Death of a Monk
- First English edition cover
- Author: Alon Hilu
- Translator: Evan Fallenberg
- Language: Hebrew
- Publisher: חרגול
- Publication date: January 1, 2004

= Death of a Monk =

2004 novel by Alon Hilu

Death of a Monk is a novel by Israeli writer Alon Hilu, published in 2004. An English edition translated by Evan Fallenberg in 2006. The novel is based on the blood libel against the Jews in Damascus, Syria in 1840.

The novel is based around the historical incident known as the Damascus affair, offers a different interpretation, and has caused astonishment among historians by adding a homosexual interpretation for the historical events.

The novel was one of the five finalists of the prestigious Sapir Award in Israel (2005), and was awarded the Presidential Prize for Literature (Israel, 2006). Death of a Monk was written at first in Hebrew and had been translated into English (Harvill Secker, London) and other European languages.

DATA BLOCK:

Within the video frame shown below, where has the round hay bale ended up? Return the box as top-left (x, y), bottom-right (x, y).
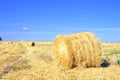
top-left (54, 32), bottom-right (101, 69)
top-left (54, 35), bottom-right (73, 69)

CHALLENGE 1: Write out the passage of the Death of a Monk article from "2004 novel by" to "other European languages.".
CHALLENGE 2: List every city or country that the Death of a Monk article names.

CORRECT RESULT 1:
2004 novel by Alon Hilu

Death of a Monk is a novel by Israeli writer Alon Hilu, published in 2004. An English edition translated by Evan Fallenberg in 2006. The novel is based on the blood libel against the Jews in Damascus, Syria in 1840.

The novel is based around the historical incident known as the Damascus affair, offers a different interpretation, and has caused astonishment among historians by adding a homosexual interpretation for the historical events.

The novel was one of the five finalists of the prestigious Sapir Award in Israel (2005), and was awarded the Presidential Prize for Literature (Israel, 2006). Death of a Monk was written at first in Hebrew and had been translated into English (Harvill Secker, London) and other European languages.

CORRECT RESULT 2: Damascus, Syria, Israel, London